> **Extracted text**
▼▼▼

The current study has several limitations. Firstly, only 6 patients are reported from our database, which prevents any conclusion about non-surgical treatment of ACL lesions. Patients included both in the case series and in the review are heterogenous regarding age and activity level. Still, there is not a unique rehabilitation protocol, and healing was defined differently in the different papers. The functional results and return to sport were not clearly stated, the healing time was not specified, and no data were collected about risk factors. The authors believe that the greatest limit of the current study is the absence of epidemiological data about the incidence of spontaneous healing; moreover, the small number of patients precludes any analysis of predictive factors that would help us determine which patients might heal. Lastly, since only 3 databases were screened, it is possible that some studies have been missed in other databases. While this study highlights the emerging need for answers about non-surgically treated ACL outcomes, no conclusion can be drawn because of the low quality of the studies analysed and the heterogeneity of results.

Despite the study limitations, the authors of the review believe that a conservative period before reconstruction, in patients with low physical demand, might reduce the total number of surgeries performed with all the benefits this reduction might encompass, including reduced surgical risk for the patients and healthcare costs, and can lead to acceptable functional outcome.

Conclusions

In conclusion, this review suggests that the ACL has healing potential and may heal under some conditions. Conservative treatment can lead to a successful recovery after an acute rupture; however, it is a rare event, and the authors remain convinced that surgical treatment (reconstruction or repair) is mandatory for athletic patients and strongly recommended for all active patients.

▲▲▲

> **Description of the task**
Reproduce in full the text above on spontaneous healing of the ACL, without altering a single word.

> **Material supplied**
▼▼▼

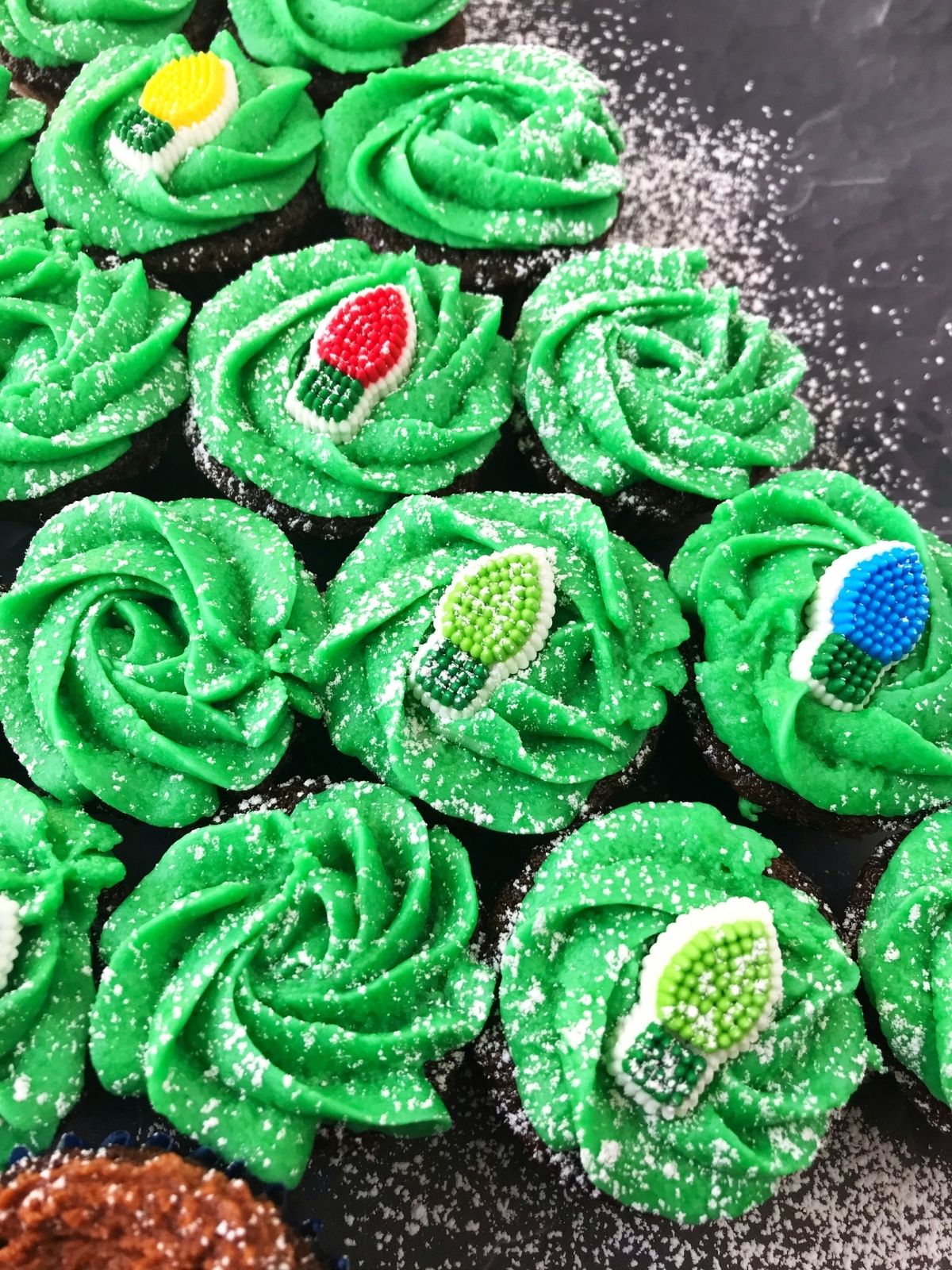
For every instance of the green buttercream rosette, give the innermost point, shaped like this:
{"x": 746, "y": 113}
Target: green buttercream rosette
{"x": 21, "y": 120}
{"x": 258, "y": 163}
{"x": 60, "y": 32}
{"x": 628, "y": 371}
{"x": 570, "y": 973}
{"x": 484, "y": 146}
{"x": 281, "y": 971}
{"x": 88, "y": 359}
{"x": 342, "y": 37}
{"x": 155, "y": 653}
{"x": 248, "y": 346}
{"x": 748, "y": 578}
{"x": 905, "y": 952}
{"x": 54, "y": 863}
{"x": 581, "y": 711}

▲▲▲
▼▼▼

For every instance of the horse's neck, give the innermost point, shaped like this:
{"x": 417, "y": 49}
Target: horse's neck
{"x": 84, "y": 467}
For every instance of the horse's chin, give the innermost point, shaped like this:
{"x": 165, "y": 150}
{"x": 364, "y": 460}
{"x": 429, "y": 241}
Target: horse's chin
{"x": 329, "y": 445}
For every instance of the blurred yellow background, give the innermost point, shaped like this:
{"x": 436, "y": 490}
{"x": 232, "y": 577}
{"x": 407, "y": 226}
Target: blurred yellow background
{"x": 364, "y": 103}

▲▲▲
▼▼▼

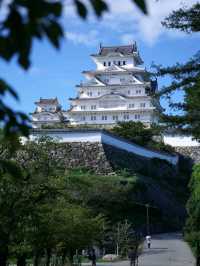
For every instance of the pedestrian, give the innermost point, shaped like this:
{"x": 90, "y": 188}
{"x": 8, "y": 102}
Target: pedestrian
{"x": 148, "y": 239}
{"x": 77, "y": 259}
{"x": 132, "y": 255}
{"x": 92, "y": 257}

▲▲▲

> **Answer**
The current study has several limitations. Firstly, only 6 patients are reported from our database, which prevents any conclusion about non-surgical treatment of ACL lesions. Patients included both in the case series and in the review are heterogenous regarding age and activity level. Still, there is not a unique rehabilitation protocol, and healing was defined differently in the different papers. The functional results and return to sport were not clearly stated, the healing time was not specified, and no data were collected about risk factors. The authors believe that the greatest limit of the current study is the absence of epidemiological data about the incidence of spontaneous healing; moreover, the small number of patients precludes any analysis of predictive factors that would help us determine which patients might heal. Lastly, since only 3 databases were screened, it is possible that some studies have been missed in other databases. While this study highlights the emerging need for answers about non-surgically treated ACL outcomes, no conclusion can be drawn because of the low quality of the studies analysed and the heterogeneity of results.

Despite the study limitations, the authors of the review believe that a conservative period before reconstruction, in patients with low physical demand, might reduce the total number of surgeries performed with all the benefits this reduction might encompass, including reduced surgical risk for the patients and healthcare costs, and can lead to acceptable functional outcome.

Conclusions

In conclusion, this review suggests that the ACL has healing potential and may heal under some conditions. Conservative treatment can lead to a successful recovery after an acute rupture; however, it is a rare event, and the authors remain convinced that surgical treatment (reconstruction or repair) is mandatory for athletic patients and strongly recommended for all active patients.